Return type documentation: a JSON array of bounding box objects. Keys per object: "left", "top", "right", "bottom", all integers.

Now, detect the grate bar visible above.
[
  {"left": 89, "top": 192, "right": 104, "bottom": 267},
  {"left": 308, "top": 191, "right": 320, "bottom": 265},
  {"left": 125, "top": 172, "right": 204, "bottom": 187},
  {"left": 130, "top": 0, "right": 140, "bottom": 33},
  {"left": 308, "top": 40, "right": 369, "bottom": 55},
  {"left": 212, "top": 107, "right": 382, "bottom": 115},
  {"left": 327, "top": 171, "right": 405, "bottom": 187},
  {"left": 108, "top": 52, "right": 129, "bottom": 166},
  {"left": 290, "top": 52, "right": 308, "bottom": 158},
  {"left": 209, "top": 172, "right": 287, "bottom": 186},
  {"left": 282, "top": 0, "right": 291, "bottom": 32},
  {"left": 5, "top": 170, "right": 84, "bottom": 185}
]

☆ ☆ ☆ ☆

● **Work item**: Beginning with the first line and ending with the last, restate the data word for word.

● **Answer**:
Return type documentation: a JSON array of bounding box objects. Keys per object: "left", "top", "right", "bottom", all integers.

Now, detect the grate bar visible above.
[
  {"left": 89, "top": 192, "right": 104, "bottom": 267},
  {"left": 308, "top": 191, "right": 320, "bottom": 265},
  {"left": 125, "top": 172, "right": 204, "bottom": 187},
  {"left": 130, "top": 0, "right": 140, "bottom": 33},
  {"left": 308, "top": 40, "right": 369, "bottom": 55},
  {"left": 212, "top": 107, "right": 382, "bottom": 115},
  {"left": 327, "top": 171, "right": 405, "bottom": 187},
  {"left": 108, "top": 52, "right": 129, "bottom": 166},
  {"left": 290, "top": 52, "right": 308, "bottom": 158},
  {"left": 209, "top": 172, "right": 287, "bottom": 186},
  {"left": 282, "top": 0, "right": 291, "bottom": 32},
  {"left": 5, "top": 170, "right": 84, "bottom": 185}
]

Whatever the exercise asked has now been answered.